- [Source document]:

Swapping swallows for scorpions

When we hit the lockdown four month mark, I realised that I was only aware that so much time had passed because my shampoo had run out. I’d bought a 1 litre bottle in my last supermarket trip before full restrictions were announced and my shampoo bottle morphed gradually into a slightly lo-tech calendar. I use it in conjunction with the days the bin lorry comes past (Tuesday, Thursday, Saturday) to track the inexorable march of time.

I’m sure that many of us are finding the lockdown days a blur, and I’ve discovered that I can’t even tell how much of the year has passed by looking at the natural world.

I’ve come to realise that experiencing the changing seasons in the UK always gave me a sense of routine and familiarity. And if something happened which was out of the meteorological ordinary at least it gave us new small talk material to endlessly rehash – “They’re saying this is the warmest February since the Great Warm February of 1911” and all the rest.

Since moving to Brazil, I’ve spent the first few years in an urban environment – a true concrete jungle for the most part – and I’ve been so desperately trying to make sense of the neverending cultural differences that it hasn’t left me room for processing much else.

I’ve picked up on some things, of course – February is no longer the month of driving rain and endless mud, of cold and damp and your clothes never drying. Here’s it’s the month of blistering sun and Carnival with its constant barrage of noise and heat and barely-clothed bodies.

My rural upbringing gave me an awareness of time which was at least partly based on seasons. Watching the swallows arrive, repair their nests with mud, raise their young and then bid farewell before heading off to warmer shores. Planting rows of beans and potatoes, gathering blackberries before the first frost and climbing trees to pick apples to store in the dairy. Delighting in the first daffodils and walking through carpets of bluebells. Crunching underfoot crisp curls of tan beech leaves which had once been such a delicate new green. Weathering haw frosts that left the ground iron-hard for days and meant that breaking the ice was not just a figure of speech before washing up, and days so hot and still that you had to climb out of the valley to breathe.

- [Recorded information]:
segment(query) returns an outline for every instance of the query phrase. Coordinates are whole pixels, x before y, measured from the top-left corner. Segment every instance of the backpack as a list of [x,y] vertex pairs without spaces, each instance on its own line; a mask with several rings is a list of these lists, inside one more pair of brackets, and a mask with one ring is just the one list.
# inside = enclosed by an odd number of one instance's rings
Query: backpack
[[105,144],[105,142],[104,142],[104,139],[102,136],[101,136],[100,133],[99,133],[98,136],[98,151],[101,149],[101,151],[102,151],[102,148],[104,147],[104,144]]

- [Tasks to complete]:
• a. Please give the days the bin lorry comes past, according to the essay about swapping swallows for scorpions.
• b. Carry on the essay about swapping swallows for scorpions, starting right after its final sentence.

- [Solved tasks]:
• a. Tuesday, Thursday and Saturday.

• b.
All these markers exchanged overnight for a new way of doing things. Summer thunderstorms, with high winds and torrential rains, and winters with days so hot and bright that you sweat in the sun and shiver in the shade. I’m learning that winter is tick season because it’s dry and August is scorpion breeding season so the females’ venom is more potent and can be fatal. I’ve learnt too from the fruit trees in the park that seem to be suddenly laden with fruits – mango, acerola, custard apple, jamelão, avocado – and then equally suddenly, when I’ve remembered to bring a foraging bag, the fruiting time has past.

Tangerines (mexericas) in the back garden

Now that we’ve been out of the big city for a little while I’m starting to appreciate the changes more. There are flocks of swallows here at the moment, seen resting briefly on the telephone wires before continuing with their fly-catching aerobatics, or darting through the dusk so fast I can’t tell which is bird and which is bat. But I’m certain that the swallows weren’t here before, so maybe at some point they too will make their farewells and depart for warmer shores.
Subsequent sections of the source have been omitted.